Rewrite the Debunker article starting at the words "by Ken Jennings" and ending after "Racist Doctors Refused Him a Transfusion?", swapping "December" for "January" each time it occurs.

TEXT ▸
########################################
The Debunker: Did the African-American Inventor of the Blood Bank Die Because Doctors Refused Him a Transfusion?

by Ken Jennings

It’s the most wonderful time of the year, and not just because of Christmas. Are you aware of how many great inventions we celebrate during December? December 3 was Telescope Day, to commemorate Galileo’s 1621 invention. December 21 was Crossword Puzzle Day, since that’s when the first one appeared in the New York World in 1913. The transistor, texting, the clip-on tie, Chiclets… all invented during this month. But much of what we know about the world’s most important inventions is “patently” false. We’ve asked Jeopardy!’s Ken Jennings to use 1% inspiration and 99% perspiration in tracking down the truth.

The Debunker: Did the African-American Inventor of the Blood Bank Die Because Racist Doctors Refused Him a Transfusion?

Millions of lives have been saved over the years by the pioneering research of Charles Drew. Drew was an Ivy League-educated surgeon—the first African American ever to graduate from Columbia’s medical school—who revolutionized blood banking when he discovered that blood could be refrigerated longer if the blood cells were centrifuged out of the plasma, and that plasma transfusions didn’t have to be separated by blood type. During World War II, Drew set up the world’s first large-scale blood banks to help wounded soldiers. Drew’s accomplishments as a black doctor were even more impressive in an age of limited opportunity for African Americans.
########################################
DATASET ▸
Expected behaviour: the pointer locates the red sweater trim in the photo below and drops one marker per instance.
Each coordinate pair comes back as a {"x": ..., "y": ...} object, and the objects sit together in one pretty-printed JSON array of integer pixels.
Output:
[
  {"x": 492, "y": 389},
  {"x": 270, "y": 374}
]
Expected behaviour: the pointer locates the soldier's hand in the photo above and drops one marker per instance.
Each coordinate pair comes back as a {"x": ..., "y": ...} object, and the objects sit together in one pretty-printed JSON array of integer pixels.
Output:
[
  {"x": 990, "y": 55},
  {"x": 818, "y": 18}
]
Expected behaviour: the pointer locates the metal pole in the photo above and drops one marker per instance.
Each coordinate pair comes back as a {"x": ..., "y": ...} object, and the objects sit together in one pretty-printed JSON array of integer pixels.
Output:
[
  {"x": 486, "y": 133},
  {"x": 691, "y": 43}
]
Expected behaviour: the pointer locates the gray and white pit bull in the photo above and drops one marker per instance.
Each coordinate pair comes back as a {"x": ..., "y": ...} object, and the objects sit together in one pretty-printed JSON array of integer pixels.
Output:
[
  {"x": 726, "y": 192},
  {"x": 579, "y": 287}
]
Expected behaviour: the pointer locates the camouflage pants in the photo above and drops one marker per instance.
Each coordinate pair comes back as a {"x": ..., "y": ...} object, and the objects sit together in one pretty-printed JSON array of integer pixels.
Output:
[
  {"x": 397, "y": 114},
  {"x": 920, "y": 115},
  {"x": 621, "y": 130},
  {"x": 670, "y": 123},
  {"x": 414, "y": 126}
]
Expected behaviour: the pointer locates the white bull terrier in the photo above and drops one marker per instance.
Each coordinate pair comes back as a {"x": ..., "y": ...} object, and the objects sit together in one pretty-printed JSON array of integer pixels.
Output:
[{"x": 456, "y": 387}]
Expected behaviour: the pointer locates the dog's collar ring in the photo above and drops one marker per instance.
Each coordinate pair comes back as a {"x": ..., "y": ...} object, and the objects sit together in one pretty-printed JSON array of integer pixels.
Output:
########################################
SOLUTION FOR THIS PROBLEM ▸
by Ken Jennings

It’s the most wonderful time of the year, and not just because of Christmas. Are you aware of how many great inventions we celebrate during January? January 3 was Telescope Day, to commemorate Galileo’s 1621 invention. January 21 was Crossword Puzzle Day, since that’s when the first one appeared in the New York World in 1913. The transistor, texting, the clip-on tie, Chiclets… all invented during this month. But much of what we know about the world’s most important inventions is “patently” false. We’ve asked Jeopardy!’s Ken Jennings to use 1% inspiration and 99% perspiration in tracking down the truth.

The Debunker: Did the African-American Inventor of the Blood Bank Die Because Racist Doctors Refused Him a Transfusion?